■ **VORLIEGENDER TEXT**:
▼▼▼

Der Anstieg ist zwar steil, aber gut präpariert. H. kommt ohne zu Hilfenahme der Hände weiter, ich selbst fühle mich fast wie auf einer Rolltreppe. Der Ausblick von der Spitze ist dann doch ein lohnender Abschluss unserer Wanderaktivitäten. In Ermangelung anderer Erhebungen breitet sich rundum das schottische Land vor uns aus. Erhaben, das ist das stärkste Gefühl, das man hier empfindet. H. hat allerdings keine Zeit dafür, muss er doch eine Dame mustern, die eine vermeintlich bessere Kamera als er selbst auf den Hügel geschleppt hat. Größer ist sie in jedem Fall, wie mein fachmännischer Blick gleich erfasst. Ich verhalte mir aber eine entsprechende Bemerkung und genieße den Ausblick.


Der Weg hinunter ist einmal mehr in etwa gleich lang wie der Weg hinauf. Wir brauchen etwas länger, da H. – ganz der Naturmensch – an den Blumen schnuppern möchte. Doch wenig später erreichen wir die Talsohle und sind beide befriedigt. Wir genehmigen uns noch derer Biere mehrere und spazieren zur Shuttle-Station zurück. Im Hostel selbst verbringen wir einen gemütlichen Abend, der seine Beschaulichkeit beim Zücken der Spielkarten jedoch verliert. Bis aufs Blut wird geschnapst, und ich bekomme von H. eine Niederlage nach der anderen zugefügt. Meine Flucht in billigen Fusel verschärft die Krise meiner Künste noch mehr. Schwer geschlagen trolle ich mich nach Stunden hinter meinen Schlafvorhang. H. rodet im Siegestaumel noch die Bäume im Garten und zündet sie an. Der Schriftzug „I ownz“ ist sicher auch aus dem Weltraum zu sehen.

▲▲▲

■ **BEREITGESTELLTE DATEN**:
▼▼▼

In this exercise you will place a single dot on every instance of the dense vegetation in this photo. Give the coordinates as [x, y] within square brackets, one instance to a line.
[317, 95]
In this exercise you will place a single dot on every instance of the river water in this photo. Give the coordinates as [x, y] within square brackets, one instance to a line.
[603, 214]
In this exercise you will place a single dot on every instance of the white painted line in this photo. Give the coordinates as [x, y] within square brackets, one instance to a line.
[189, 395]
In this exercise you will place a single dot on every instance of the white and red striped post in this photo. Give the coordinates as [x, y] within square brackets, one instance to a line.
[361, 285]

▲▲▲
▼▼▼

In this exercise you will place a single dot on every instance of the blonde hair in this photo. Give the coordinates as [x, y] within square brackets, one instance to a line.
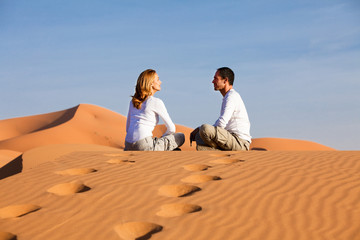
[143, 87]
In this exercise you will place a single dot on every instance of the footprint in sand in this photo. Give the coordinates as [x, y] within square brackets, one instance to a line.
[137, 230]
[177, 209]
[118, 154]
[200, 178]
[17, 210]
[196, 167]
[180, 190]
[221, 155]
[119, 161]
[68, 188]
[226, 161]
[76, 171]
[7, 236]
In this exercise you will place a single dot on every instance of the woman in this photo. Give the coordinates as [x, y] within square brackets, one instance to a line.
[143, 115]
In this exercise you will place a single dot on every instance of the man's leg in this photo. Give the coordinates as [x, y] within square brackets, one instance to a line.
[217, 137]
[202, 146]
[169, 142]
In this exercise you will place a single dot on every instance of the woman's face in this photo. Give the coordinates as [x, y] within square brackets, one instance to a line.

▲▲▲

■ **AUFGABEN**:
1. Erkläre in ein bis drei Sätzen, warum der Abstieg laut dem vorliegenden Text etwas länger dauert als erwartet.
2. Gib die Zeilen von der Zeile mit „of the blonde“ bis einschließlich der Zeile mit „of the woman's“ als Markdown-Tabelle mit den Spalten „Nr.“ und „Zeile“ aus. Lass leere Zeilen und die Bilder weg.
Der vorliegende Text und die Zeilen haben nichts miteinander zu tun.

■ **ERWARTETE ANTWORTEN**:
1. Der Weg hinunter ist etwa gleich lang wie der Weg hinauf, trotzdem brauchen die beiden etwas länger. H. möchte nämlich als Naturmensch unterwegs an den Blumen schnuppern.

2.
| Nr. | Zeile |
|---|---|
| 1 | In this exercise you will place a single dot on every instance of the blonde hair in this photo. Give the coordinates as [x, y] within square brackets, one instance to a line. |
| 2 | [143, 87] |
| 3 | In this exercise you will place a single dot on every instance of the footprint in sand in this photo. Give the coordinates as [x, y] within square brackets, one instance to a line. |
| 4 | [137, 230] |
| 5 | [177, 209] |
| 6 | [118, 154] |
| 7 | [200, 178] |
| 8 | [17, 210] |
| 9 | [196, 167] |
| 10 | [180, 190] |
| 11 | [221, 155] |
| 12 | [119, 161] |
| 13 | [68, 188] |
| 14 | [226, 161] |
| 15 | [76, 171] |
| 16 | [7, 236] |
| 17 | In this exercise you will place a single dot on every instance of the woman in this photo. Give the coordinates as [x, y] within square brackets, one instance to a line. |
| 18 | [143, 115] |
| 19 | In this exercise you will place a single dot on every instance of the man's leg in this photo. Give the coordinates as [x, y] within square brackets, one instance to a line. |
| 20 | [217, 137] |
| 21 | [202, 146] |
| 22 | [169, 142] |
| 23 | In this exercise you will place a single dot on every instance of the woman's face in this photo. Give the coordinates as [x, y] within square brackets, one instance to a line. |